▶ **SOURCE DOCUMENT**

↓↓↓

Also, refer to the links in my last post!!!! And read John Murphy regarding his point that most speakers are minimum phase. I am not simply going to keep posting links for folks who want to maintain that Heyser and Davis don't know what they are talking about - but who are too lazy to read the sources. Oh, and John Murphy addresses the subject as well!

You really need to look at the definition of minimum phase. And please, since "no speaker is minimum phase"(sic), what purpose does an EQ serve, as you cannot EQ a non-minimum phase signal! And even I, who find the common uses of EQs comical at best, will acknowledge their use for direct signal EQ! As minimum phase speakers do indeed exist. But the goal is to build a minimum phase speaker - or at least to bring it into a minimum phase configuration!!!!

But you need to go back and read the definition of minimum phase.

↑↑↑

[Named-object pointing listing]
↓↓↓

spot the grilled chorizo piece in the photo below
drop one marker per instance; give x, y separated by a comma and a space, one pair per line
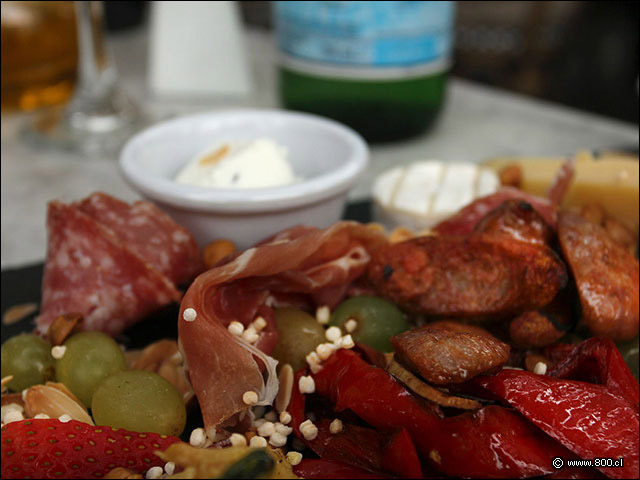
444, 355
539, 328
606, 276
519, 220
478, 276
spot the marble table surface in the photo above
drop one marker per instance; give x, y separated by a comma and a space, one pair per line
478, 122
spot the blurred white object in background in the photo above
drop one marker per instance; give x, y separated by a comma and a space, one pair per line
197, 49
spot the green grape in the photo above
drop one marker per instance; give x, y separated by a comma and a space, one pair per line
256, 464
377, 320
90, 357
140, 401
298, 334
28, 358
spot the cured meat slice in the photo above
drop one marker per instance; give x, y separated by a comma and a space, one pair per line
148, 232
302, 262
91, 272
606, 275
478, 276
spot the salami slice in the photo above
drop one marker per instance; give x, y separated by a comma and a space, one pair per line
299, 263
90, 271
149, 233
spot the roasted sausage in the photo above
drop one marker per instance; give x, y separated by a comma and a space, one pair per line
443, 355
479, 276
519, 220
606, 276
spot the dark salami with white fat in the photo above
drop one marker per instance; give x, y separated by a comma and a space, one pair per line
91, 272
149, 233
113, 263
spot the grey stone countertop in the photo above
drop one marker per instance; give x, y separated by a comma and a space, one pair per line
478, 122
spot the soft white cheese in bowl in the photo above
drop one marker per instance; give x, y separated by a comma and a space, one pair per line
325, 159
259, 163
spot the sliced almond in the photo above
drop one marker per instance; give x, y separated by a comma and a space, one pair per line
18, 312
427, 391
285, 379
215, 156
54, 399
400, 234
62, 327
12, 398
533, 359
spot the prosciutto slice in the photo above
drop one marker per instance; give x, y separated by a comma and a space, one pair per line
293, 267
106, 274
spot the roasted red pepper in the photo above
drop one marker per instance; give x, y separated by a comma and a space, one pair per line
598, 360
330, 469
491, 442
363, 448
588, 419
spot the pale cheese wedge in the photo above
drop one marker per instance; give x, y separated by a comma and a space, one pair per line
610, 180
421, 194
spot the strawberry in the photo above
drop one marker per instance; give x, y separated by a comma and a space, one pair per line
52, 449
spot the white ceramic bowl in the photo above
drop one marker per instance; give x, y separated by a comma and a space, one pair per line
328, 156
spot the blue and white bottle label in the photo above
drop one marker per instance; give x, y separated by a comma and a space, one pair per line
388, 39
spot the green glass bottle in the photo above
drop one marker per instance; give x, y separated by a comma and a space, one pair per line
380, 67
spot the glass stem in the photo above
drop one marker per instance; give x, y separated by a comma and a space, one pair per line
88, 69
95, 82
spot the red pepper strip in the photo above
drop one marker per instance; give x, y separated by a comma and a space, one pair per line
577, 473
598, 360
357, 446
558, 351
400, 456
331, 469
588, 419
492, 442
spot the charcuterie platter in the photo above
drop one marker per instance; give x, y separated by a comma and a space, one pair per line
481, 347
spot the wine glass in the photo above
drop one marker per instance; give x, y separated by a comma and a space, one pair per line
99, 118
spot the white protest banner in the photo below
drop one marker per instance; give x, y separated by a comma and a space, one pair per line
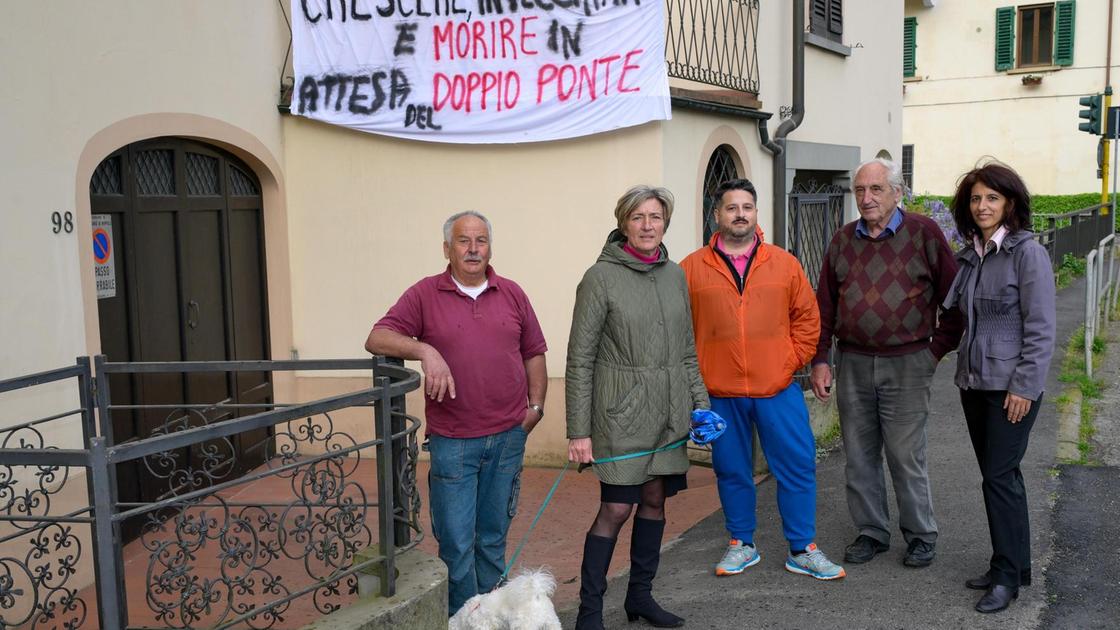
479, 71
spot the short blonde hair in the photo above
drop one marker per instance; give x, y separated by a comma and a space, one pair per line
638, 195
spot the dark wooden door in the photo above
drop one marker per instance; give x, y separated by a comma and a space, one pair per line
187, 239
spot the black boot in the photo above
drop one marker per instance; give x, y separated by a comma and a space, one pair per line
645, 555
593, 581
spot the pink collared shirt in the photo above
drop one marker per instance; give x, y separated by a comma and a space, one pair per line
739, 260
994, 244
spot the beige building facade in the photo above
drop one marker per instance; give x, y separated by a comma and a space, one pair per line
345, 221
999, 79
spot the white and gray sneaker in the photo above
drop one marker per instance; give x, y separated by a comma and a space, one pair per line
813, 563
737, 558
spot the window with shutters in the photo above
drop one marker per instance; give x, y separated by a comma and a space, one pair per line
826, 19
910, 45
1034, 35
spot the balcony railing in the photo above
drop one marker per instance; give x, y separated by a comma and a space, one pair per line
266, 513
714, 42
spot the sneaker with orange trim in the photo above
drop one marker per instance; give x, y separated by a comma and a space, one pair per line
737, 558
814, 563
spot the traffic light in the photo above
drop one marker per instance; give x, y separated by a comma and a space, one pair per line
1092, 114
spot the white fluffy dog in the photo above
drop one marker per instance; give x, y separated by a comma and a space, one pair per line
523, 603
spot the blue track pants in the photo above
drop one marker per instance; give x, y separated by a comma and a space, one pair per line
782, 423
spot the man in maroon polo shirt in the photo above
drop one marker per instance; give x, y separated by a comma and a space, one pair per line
482, 352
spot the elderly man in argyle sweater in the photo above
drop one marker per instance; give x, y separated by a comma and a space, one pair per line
880, 286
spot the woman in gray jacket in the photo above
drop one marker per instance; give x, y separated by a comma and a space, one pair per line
1005, 289
632, 385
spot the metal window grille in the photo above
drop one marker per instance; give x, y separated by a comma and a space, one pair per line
106, 177
202, 175
714, 42
155, 172
242, 185
720, 168
908, 166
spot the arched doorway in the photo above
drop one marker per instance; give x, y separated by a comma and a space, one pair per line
720, 168
185, 225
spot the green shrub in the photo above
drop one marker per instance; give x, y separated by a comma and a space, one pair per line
1041, 206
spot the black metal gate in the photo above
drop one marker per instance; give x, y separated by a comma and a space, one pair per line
815, 213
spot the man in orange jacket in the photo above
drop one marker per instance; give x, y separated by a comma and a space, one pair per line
756, 323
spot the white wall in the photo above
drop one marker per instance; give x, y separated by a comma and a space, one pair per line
960, 109
72, 68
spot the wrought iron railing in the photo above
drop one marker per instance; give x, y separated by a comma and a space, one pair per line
1074, 233
714, 42
222, 545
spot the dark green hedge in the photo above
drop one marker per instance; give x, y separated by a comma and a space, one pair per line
1041, 205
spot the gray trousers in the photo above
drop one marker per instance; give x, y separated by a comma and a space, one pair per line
884, 405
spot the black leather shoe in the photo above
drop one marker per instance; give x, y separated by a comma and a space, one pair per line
918, 554
983, 582
980, 583
997, 599
862, 549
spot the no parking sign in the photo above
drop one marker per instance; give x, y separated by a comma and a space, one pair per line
104, 270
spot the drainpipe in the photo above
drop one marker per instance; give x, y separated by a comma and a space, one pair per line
776, 147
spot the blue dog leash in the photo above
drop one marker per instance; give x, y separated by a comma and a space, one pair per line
707, 426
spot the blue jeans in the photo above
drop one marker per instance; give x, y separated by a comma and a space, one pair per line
474, 497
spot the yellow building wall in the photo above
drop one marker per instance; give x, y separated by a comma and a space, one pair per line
959, 109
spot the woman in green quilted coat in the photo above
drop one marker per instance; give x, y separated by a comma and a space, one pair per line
632, 385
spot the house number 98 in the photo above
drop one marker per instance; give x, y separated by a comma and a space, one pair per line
62, 222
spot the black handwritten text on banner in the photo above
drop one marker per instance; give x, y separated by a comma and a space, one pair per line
479, 71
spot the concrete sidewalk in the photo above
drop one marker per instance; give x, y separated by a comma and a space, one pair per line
882, 593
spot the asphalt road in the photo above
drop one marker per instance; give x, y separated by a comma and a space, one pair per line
885, 594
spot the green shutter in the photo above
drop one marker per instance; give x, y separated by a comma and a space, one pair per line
910, 33
1063, 34
1005, 37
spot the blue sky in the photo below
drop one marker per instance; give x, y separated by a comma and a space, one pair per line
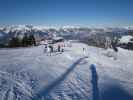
67, 12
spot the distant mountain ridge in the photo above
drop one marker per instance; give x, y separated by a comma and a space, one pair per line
68, 32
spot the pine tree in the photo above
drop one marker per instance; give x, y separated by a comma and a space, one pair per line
25, 41
31, 40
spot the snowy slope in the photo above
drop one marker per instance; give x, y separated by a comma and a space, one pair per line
30, 74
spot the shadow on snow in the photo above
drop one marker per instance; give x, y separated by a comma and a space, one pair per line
44, 92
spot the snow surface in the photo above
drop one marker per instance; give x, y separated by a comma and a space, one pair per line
126, 39
30, 74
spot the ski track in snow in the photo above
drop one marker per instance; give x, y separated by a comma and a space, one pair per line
30, 74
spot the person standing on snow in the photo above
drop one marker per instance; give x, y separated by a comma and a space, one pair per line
114, 47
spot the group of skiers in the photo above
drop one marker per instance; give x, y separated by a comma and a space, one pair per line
49, 49
112, 44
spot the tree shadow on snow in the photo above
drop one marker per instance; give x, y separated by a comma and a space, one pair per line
45, 92
111, 90
115, 92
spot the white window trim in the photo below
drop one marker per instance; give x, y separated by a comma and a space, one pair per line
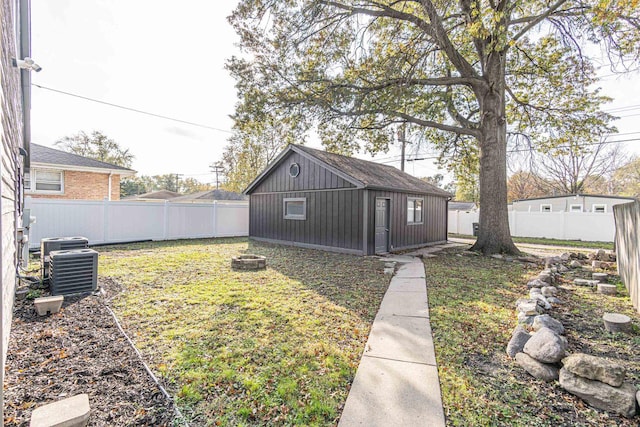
32, 182
302, 217
414, 211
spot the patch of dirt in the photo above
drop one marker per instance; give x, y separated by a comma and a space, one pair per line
79, 350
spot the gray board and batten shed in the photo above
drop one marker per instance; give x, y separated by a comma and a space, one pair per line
315, 199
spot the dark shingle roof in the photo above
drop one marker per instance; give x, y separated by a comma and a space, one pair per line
42, 154
374, 175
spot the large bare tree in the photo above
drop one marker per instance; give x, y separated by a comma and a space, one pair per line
467, 72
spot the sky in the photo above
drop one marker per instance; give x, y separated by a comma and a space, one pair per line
168, 58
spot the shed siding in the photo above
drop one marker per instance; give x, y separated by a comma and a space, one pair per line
312, 177
325, 226
433, 228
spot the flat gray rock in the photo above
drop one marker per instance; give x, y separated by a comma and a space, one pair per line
518, 339
546, 346
539, 370
546, 321
595, 368
620, 400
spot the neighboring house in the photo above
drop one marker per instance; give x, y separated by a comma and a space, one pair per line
15, 99
153, 196
462, 206
56, 174
315, 199
209, 196
570, 203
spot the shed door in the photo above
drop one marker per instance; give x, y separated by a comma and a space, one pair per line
382, 225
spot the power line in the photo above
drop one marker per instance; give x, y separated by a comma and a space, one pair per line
135, 110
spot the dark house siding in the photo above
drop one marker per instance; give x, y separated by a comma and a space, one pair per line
402, 235
334, 219
312, 177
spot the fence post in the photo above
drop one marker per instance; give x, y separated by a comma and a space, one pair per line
105, 228
215, 218
165, 222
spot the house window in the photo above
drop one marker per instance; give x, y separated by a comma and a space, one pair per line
295, 208
414, 210
44, 181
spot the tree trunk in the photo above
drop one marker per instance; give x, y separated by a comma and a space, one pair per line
494, 235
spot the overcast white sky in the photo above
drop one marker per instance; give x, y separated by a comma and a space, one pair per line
167, 58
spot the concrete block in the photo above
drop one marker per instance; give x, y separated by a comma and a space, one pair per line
45, 305
70, 412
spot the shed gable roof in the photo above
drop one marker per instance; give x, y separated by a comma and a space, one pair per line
361, 173
51, 156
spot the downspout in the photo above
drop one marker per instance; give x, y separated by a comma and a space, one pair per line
109, 197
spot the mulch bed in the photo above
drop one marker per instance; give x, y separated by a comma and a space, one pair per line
79, 350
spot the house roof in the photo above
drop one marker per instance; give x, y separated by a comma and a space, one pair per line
603, 196
461, 206
361, 173
205, 196
154, 195
61, 159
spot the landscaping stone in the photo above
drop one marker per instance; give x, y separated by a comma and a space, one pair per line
70, 412
542, 301
546, 346
546, 321
524, 319
536, 283
600, 277
45, 305
615, 322
620, 400
585, 282
518, 339
554, 301
595, 368
539, 370
529, 307
603, 288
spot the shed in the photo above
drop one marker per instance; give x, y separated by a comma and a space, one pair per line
315, 199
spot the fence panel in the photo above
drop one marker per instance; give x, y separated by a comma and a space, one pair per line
122, 221
585, 226
627, 218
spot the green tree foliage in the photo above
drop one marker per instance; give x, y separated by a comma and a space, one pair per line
466, 72
96, 146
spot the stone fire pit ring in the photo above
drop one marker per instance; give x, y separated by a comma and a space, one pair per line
249, 262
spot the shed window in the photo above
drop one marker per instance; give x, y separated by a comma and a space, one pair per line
44, 181
295, 208
414, 210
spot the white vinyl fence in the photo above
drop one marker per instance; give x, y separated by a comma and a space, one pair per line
122, 221
586, 226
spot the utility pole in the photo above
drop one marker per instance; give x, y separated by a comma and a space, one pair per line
217, 169
403, 142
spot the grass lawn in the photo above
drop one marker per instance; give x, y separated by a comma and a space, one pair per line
472, 314
552, 242
277, 346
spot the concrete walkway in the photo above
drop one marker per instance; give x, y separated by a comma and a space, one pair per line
397, 380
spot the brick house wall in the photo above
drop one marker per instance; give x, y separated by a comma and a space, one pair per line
85, 186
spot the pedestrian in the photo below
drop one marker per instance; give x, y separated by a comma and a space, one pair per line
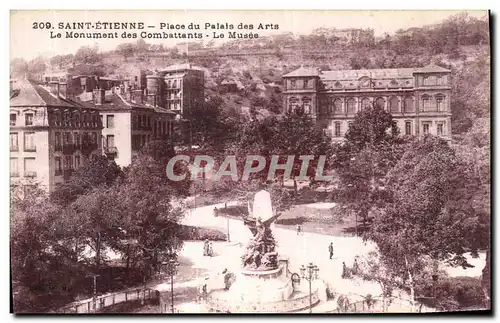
344, 270
205, 248
355, 266
210, 249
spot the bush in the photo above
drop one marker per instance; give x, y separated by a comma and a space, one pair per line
195, 233
454, 293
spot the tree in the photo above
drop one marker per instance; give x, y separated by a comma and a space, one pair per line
421, 222
36, 67
42, 261
126, 50
87, 55
298, 135
371, 149
18, 68
148, 214
98, 171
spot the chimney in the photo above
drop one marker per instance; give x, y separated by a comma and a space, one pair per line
54, 87
63, 90
99, 96
137, 96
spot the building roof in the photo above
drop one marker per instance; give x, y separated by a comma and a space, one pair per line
28, 93
431, 68
180, 67
116, 102
371, 73
303, 71
389, 73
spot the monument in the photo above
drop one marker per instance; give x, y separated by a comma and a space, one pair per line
264, 283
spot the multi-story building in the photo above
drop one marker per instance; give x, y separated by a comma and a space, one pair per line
50, 135
129, 122
176, 88
417, 98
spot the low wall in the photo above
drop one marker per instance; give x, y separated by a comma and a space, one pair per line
87, 306
293, 304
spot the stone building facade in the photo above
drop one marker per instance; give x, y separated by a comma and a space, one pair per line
50, 135
417, 98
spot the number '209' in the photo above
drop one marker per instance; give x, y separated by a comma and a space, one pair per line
42, 25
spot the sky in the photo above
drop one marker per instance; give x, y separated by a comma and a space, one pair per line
28, 43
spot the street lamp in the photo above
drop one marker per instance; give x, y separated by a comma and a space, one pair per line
170, 267
309, 273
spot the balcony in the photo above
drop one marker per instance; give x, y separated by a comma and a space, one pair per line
68, 149
28, 173
110, 151
67, 174
88, 147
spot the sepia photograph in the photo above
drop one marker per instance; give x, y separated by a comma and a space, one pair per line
250, 161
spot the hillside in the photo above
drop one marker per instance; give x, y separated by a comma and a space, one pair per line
460, 43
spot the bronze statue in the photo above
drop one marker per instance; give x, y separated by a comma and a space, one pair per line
260, 253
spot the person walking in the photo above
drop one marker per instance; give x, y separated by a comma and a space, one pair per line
344, 270
210, 249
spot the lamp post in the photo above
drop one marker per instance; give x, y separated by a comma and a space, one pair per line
171, 269
309, 273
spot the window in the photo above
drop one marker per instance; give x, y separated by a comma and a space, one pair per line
58, 166
110, 141
337, 106
29, 141
337, 129
68, 162
426, 127
394, 104
28, 119
440, 102
408, 128
76, 138
67, 138
380, 102
294, 103
29, 167
365, 103
426, 103
408, 104
77, 162
14, 167
440, 129
110, 121
351, 105
14, 144
57, 136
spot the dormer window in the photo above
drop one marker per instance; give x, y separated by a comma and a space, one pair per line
28, 119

↑↑↑

▶ **WHAT YOU NEED TO DO**
(A) Summarize the post about minimum phase speakers in two sentences.
(B) Rewrite the paragraph of the post about minimum phase speakers that begins "You really need to look at the definition" as a bulleted list of its main points.
(C) Write the next paragraph of the post about minimum phase speakers, continuing after its final sentence.
The listing is separate material with no connection to the post about minimum phase speakers.

▶ **EXPECTED OUTPUTS**
(A) The writer tells readers to follow the links in an earlier post, read John Murphy's point that most speakers are minimum phase, and go back to the definition of minimum phase. The writer argues that minimum phase speakers do exist, that an EQ would otherwise serve no purpose because a non-minimum phase signal cannot be EQ'd, and that the goal is to build a minimum phase speaker or at least bring it into a minimum phase configuration.

(B)
- Readers should look up the definition of minimum phase.
- If no speaker were minimum phase, an EQ would serve no purpose, since a non-minimum phase signal cannot be EQ'd.
- The writer finds the common uses of EQs comical at best but accepts their use for direct signal EQ.
- Minimum phase speakers do exist.
- The goal is to build a minimum phase speaker, or at least to bring it into a minimum phase configuration.

(C)
Most speakers are minimum phase - and no, a simple shift in phase does not necessarily mean they are not minimum phase! Both Heyser and Davis explain this in depth. And it is EASILY observeable on the TEF Nyquist display, as the complex impedance spiral is a rotating phasor displayed along the frequency &/or time z-axis (depending on whether you desire the Nyquist (frequency) or Heyser (time) spiral) and in the Heyser, the projection of the spiral onto the real plane is the impulse response while the projection onto the imaginary plane is the doublet response, and they correlate to the system kinetic and potential energy at each point, while the projection onto the plane of the origin is 'normal' 2D polar view one normally sees in electronics! If you understand this description, the imaginary realm is simply the plane along the z axis containing the Y axis!!!! Hardly imaginary!! And magnitude and phase are simple displays of this curve as well- with group delay just being a different way of looking at the same phase!!!The Heyser spiral with the rotating phasor displayed along the time z-axis features projections of the coincident and quadrature response. There is much more, but I do not have the time to address this further at this time. Besides, I seriously doubt anyone has followed this nor visualized it anyway...

And one wonders why the Nyquist plot is so important! It shows the COMPLETE model of which every view and graph and measurement is simply a particular viewpoint/frame of reference of the system response! And to think that some think the nominal impedance - read resistance - is sufficient compared to this view! That is akin to saying that if one wants to completely understand your complete life, that instead of looking at the characteristics of your entire life, they will focus only on the day of your 8th birthday while ignoring all the rest!! The Nyquist and Heyser spirals are the entire response universe, each point of view simply being differing points of view- differing frames of reference for the exact same entity! And a system in minimum phase simply allows the Nyquist response rotating phasor to be map topologies locally through the use of the 90 degree offset orthogonal Hilbert response.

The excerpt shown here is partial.